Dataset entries
= Beginning of Section =
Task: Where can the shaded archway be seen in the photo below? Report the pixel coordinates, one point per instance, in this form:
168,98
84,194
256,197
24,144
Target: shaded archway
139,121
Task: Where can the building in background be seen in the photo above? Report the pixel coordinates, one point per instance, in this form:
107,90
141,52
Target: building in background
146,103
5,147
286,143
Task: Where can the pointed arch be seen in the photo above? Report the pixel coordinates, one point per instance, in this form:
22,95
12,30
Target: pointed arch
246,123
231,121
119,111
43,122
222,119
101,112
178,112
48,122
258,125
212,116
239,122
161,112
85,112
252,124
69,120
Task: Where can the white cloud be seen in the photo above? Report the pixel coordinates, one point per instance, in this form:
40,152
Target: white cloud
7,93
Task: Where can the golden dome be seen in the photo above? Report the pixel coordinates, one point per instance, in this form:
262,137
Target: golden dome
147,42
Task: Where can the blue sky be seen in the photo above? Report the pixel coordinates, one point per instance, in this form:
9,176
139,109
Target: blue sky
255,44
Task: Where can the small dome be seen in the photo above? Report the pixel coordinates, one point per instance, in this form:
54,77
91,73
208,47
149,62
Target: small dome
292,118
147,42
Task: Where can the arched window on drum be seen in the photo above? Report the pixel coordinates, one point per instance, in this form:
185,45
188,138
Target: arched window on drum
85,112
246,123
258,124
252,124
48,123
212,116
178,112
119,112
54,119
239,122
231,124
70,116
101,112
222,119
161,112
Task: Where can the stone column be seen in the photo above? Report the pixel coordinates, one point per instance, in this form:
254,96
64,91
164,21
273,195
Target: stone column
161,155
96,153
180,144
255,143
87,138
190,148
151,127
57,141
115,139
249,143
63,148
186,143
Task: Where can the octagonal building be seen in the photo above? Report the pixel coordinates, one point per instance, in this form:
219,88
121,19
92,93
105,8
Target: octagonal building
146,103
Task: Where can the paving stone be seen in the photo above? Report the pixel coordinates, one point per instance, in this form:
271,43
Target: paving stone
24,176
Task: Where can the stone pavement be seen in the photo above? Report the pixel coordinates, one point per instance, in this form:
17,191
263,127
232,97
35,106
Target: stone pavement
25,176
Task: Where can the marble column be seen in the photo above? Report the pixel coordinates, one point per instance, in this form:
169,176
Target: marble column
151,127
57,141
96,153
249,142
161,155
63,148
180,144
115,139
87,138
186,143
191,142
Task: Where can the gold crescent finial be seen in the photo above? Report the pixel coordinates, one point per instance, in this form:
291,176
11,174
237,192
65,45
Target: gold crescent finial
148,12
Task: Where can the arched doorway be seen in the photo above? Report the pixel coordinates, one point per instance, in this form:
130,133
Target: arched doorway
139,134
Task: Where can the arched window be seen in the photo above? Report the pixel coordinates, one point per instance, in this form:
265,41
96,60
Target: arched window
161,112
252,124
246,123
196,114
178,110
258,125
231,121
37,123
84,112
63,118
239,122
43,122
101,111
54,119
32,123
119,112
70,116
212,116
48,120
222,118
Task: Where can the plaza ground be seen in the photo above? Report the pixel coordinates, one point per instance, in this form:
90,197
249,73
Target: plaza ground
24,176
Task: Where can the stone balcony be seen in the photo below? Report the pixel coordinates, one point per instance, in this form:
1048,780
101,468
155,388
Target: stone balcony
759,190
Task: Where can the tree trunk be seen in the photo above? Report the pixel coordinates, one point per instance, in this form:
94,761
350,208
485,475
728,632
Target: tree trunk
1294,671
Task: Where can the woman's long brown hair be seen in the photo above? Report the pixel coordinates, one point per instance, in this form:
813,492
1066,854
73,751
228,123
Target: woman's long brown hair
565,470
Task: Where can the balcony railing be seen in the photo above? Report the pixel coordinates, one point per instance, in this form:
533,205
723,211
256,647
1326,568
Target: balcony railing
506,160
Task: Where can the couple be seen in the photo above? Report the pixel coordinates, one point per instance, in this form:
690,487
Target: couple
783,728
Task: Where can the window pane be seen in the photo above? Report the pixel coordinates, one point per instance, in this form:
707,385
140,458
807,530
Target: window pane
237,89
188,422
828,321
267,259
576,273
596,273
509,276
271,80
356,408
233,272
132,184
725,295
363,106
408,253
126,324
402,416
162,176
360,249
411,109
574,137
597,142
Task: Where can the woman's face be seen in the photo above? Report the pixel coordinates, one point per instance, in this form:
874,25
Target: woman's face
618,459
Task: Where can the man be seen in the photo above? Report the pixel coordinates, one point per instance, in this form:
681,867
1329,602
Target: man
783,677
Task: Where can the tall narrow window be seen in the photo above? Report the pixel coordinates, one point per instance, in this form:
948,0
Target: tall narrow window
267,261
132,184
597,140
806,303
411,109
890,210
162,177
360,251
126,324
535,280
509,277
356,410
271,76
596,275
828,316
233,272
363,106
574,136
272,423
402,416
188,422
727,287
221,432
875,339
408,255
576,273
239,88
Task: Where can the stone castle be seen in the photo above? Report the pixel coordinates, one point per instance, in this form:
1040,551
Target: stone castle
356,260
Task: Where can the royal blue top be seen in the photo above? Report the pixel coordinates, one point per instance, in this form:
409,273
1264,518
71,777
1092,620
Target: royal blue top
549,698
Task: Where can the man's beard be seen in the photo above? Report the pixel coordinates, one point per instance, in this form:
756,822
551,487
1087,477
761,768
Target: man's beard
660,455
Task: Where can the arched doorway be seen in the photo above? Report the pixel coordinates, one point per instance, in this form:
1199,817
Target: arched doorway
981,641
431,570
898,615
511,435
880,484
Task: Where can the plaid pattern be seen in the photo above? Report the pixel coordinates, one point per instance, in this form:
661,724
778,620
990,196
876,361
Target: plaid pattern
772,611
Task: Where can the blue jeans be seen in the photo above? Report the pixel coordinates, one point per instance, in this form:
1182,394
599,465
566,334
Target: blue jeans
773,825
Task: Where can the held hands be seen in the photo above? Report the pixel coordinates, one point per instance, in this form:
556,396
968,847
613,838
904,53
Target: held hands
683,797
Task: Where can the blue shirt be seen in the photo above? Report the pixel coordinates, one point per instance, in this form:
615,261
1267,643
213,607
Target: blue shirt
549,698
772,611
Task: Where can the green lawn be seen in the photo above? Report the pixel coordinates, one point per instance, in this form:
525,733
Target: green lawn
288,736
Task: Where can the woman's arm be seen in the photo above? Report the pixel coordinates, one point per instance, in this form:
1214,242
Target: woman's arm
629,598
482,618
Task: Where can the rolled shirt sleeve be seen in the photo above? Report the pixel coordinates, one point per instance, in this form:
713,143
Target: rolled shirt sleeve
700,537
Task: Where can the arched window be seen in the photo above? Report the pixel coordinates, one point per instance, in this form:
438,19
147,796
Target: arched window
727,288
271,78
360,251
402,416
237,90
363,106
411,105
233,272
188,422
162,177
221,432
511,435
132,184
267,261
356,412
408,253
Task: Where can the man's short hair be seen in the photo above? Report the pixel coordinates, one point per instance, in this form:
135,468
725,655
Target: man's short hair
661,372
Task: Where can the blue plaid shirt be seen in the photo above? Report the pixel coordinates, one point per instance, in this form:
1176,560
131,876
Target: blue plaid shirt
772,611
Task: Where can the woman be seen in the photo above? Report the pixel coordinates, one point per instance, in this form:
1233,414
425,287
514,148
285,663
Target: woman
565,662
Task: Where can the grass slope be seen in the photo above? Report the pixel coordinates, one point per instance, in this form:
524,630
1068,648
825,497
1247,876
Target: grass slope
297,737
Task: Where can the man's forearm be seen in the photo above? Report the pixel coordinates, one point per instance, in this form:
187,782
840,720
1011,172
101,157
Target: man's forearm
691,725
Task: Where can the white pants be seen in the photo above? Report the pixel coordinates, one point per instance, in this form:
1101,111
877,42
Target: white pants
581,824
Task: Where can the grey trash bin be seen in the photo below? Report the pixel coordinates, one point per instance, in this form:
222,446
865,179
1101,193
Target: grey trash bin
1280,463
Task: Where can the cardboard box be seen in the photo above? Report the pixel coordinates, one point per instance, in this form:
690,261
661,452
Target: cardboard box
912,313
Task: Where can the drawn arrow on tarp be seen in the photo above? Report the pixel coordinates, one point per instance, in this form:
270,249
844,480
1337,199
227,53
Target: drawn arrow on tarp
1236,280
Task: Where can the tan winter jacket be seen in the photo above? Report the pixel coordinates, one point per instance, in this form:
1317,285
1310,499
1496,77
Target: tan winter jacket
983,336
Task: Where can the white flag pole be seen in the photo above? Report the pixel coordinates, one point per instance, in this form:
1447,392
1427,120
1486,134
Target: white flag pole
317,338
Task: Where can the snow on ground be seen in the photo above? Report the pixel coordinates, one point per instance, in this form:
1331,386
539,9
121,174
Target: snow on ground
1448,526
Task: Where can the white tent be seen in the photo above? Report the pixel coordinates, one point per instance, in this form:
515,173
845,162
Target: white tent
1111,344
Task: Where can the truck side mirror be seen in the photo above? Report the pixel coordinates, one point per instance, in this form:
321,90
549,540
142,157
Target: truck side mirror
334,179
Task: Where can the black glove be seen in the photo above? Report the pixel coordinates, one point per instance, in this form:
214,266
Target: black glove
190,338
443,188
= End of Section =
#### [Your task]
Filtering the entries above by the word "below", copy each line that matches.

#### [Solution to this exercise]
Task: Where can the shaded archway be seen in the photo below? Report the pixel coordinates, one point per instance, in this form:
Task: Where can the stone balcony be seen in the photo below? Report the pixel coordinates, one point per instance, in this form:
Task: Where can the grey trash bin be seen in the photo below? Report the pixel coordinates, one point per instance, in this form:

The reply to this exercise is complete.